Jenni Pennacchini, partner and business solutions director, explains: “Ultimately, we bought KLA to safeguard our autonomy, our deep-seated commitment to our people and our love of culture and environment. With passion as our fuel, we needed KLA’s new brand to embody purpose and clarity, to demonstrate bravery and to manifest visually the changes that had already happened in our business.”
Targeting the objective
How does a research company carry out the research required for its own rebrand process? Very, very seriously. And with expert outside help, for perspective.
Caitlin Bauristhene, partner and research director, advises: “Know your overriding objective and be relentless about using it as your driver. Conduct internal research, external research, brand audits – all rooted in that objective. Otherwise, rebranding becomes a ‘that’s pretty’ exercise. A cosmetic endeavour. Think of rebranding not as a way to look better, but as a way to bring to life who you truly are.”

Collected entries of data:
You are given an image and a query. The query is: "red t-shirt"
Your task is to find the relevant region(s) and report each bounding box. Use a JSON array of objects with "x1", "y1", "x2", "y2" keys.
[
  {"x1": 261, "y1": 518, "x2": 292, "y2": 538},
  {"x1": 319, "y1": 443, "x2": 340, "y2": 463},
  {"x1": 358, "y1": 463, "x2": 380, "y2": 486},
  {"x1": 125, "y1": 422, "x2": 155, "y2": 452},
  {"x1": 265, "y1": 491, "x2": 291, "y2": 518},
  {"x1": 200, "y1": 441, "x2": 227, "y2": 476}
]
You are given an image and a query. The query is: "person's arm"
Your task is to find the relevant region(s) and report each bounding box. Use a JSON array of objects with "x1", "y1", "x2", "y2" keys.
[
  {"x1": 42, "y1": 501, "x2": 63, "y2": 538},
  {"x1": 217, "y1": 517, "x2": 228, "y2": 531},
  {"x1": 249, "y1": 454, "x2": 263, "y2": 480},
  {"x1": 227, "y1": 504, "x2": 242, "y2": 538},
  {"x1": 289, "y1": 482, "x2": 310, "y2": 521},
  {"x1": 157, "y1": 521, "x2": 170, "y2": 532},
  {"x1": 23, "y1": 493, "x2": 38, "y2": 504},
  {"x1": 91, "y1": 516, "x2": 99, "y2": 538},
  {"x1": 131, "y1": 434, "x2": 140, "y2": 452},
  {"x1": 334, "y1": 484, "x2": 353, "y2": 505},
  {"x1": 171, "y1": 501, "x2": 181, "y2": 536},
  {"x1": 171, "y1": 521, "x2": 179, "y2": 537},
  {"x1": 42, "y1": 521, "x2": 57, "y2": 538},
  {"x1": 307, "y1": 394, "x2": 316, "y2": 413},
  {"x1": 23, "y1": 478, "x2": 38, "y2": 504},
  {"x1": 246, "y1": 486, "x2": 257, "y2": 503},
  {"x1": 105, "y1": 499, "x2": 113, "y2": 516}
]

_Instructions:_
(A) Extract every line of the entries that contains the string "query". Case counts when matching.
(B) Carry on the rebranding passage, beginning right after its last sentence.
The rebranding passage and the entries are unrelated pieces of material.

_The results:_
(A)
You are given an image and a query. The query is: "red t-shirt"
You are given an image and a query. The query is: "person's arm"

(B)
On whether there’s anything about the rebrand process that she would change, partner and MD Steph Matterson admits: “I was going to say, I wish we’d done it faster, but in retrospect, you need to sit with these things. As a business, you need time to evolve to a revolutionary place. So I wouldn’t change anything. Rebranding is a big decision. A massive undertaking. And you’d better make sure that you understand exactly who you are, before you try to alter the way you express it.”
In this instance, it seems that rebranding is not always about striving for change. Occasionally, it’s about unleashing an energy that is already there.